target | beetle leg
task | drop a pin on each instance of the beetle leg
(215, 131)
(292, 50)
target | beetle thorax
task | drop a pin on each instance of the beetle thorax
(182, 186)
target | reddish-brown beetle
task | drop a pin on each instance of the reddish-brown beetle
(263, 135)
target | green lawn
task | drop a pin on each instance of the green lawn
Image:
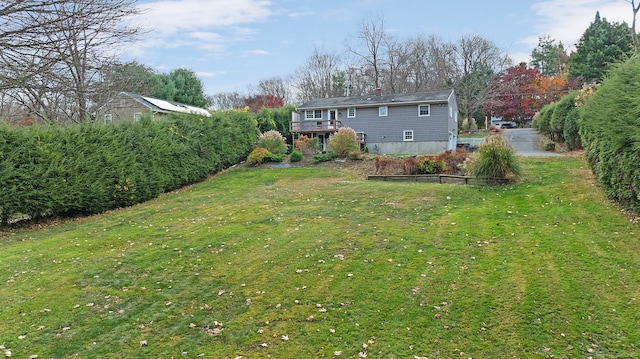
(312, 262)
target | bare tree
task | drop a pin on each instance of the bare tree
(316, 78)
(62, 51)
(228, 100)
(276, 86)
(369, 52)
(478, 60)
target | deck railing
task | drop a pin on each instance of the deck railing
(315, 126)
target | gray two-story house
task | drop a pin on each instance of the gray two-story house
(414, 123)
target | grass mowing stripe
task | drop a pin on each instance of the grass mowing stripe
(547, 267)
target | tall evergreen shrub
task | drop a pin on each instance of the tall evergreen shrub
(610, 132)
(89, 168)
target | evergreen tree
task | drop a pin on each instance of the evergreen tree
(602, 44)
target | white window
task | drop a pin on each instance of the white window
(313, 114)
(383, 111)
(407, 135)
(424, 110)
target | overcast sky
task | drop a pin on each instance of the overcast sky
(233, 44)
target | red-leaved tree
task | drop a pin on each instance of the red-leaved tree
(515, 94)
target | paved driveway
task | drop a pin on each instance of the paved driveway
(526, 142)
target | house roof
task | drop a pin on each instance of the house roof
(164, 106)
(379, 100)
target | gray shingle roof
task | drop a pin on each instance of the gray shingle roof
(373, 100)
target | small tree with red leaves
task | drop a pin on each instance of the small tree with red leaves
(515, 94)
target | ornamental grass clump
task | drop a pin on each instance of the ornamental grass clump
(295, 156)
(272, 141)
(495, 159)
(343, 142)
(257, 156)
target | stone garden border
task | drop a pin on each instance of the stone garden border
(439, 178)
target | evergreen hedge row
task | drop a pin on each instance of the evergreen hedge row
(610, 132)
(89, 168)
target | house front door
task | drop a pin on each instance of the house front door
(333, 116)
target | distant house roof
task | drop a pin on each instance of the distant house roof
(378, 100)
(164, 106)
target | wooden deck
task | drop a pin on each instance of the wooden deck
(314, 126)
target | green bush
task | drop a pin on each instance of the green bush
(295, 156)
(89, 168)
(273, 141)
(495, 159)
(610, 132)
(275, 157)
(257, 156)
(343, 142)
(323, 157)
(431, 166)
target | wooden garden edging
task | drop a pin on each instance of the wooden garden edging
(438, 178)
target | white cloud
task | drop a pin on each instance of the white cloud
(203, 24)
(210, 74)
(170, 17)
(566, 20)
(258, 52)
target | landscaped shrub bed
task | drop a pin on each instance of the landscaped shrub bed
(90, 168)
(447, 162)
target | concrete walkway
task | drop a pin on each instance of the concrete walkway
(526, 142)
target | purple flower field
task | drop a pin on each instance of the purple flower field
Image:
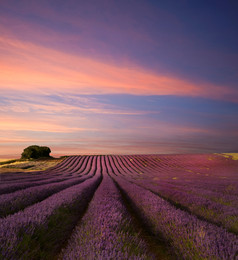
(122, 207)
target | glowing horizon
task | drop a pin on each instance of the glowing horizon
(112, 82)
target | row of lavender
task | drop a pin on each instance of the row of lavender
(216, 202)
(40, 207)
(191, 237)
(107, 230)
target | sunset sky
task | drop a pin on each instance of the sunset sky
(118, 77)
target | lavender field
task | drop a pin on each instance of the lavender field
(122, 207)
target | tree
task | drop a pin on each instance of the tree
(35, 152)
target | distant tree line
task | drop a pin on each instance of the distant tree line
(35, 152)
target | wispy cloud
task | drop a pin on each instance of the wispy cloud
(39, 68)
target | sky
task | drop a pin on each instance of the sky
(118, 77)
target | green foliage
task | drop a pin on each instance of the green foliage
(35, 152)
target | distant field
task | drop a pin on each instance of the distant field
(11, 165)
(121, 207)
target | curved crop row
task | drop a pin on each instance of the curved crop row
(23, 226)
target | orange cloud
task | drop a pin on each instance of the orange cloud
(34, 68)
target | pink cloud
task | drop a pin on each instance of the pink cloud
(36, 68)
****************************************
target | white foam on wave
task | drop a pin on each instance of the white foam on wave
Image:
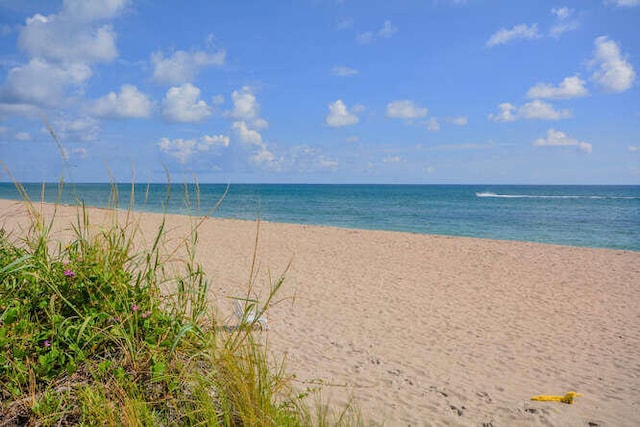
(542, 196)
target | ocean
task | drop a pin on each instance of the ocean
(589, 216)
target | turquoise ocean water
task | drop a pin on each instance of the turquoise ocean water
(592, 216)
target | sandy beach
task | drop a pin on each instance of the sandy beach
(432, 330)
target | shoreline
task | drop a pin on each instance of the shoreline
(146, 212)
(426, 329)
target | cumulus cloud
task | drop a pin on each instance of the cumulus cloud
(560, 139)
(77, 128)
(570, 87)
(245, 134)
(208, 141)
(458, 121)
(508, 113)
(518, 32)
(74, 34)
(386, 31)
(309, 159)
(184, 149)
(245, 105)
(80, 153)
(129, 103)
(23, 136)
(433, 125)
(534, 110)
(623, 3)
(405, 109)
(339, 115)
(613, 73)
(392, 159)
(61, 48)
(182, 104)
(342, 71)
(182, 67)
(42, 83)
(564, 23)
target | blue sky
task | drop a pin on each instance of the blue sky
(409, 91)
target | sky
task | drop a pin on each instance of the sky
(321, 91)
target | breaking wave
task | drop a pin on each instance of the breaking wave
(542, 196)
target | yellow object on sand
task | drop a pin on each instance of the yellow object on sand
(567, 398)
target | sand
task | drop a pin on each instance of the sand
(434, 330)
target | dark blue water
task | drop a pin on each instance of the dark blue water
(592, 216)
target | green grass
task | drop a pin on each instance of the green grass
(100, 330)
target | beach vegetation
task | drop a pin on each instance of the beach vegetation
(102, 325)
****************************************
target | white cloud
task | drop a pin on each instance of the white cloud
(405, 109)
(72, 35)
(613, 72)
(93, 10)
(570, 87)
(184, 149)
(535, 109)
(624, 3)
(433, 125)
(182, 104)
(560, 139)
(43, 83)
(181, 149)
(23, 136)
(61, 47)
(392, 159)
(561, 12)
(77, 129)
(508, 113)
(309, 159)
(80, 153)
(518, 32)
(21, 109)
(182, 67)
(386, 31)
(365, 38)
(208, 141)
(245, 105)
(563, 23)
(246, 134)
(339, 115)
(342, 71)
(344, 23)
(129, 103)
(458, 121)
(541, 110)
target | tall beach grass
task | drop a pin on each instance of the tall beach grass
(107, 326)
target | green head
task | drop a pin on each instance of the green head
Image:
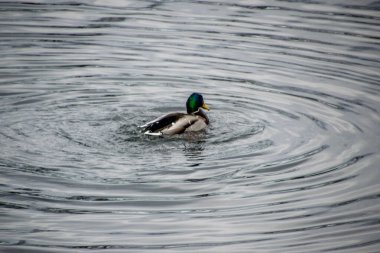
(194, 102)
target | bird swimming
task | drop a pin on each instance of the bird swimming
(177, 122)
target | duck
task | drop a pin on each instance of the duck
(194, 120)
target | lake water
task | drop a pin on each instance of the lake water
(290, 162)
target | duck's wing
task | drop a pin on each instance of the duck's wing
****************************************
Copy the listing lines verbatim, starting at the line containing "target | lake water" and ending with the line containing "task | drop a pin on each instance of the duck's", both included.

target | lake water
task | drop a pin on each instance of the lake water
(290, 162)
target | duck's wing
task | drop a pin on each instance of the duck's wing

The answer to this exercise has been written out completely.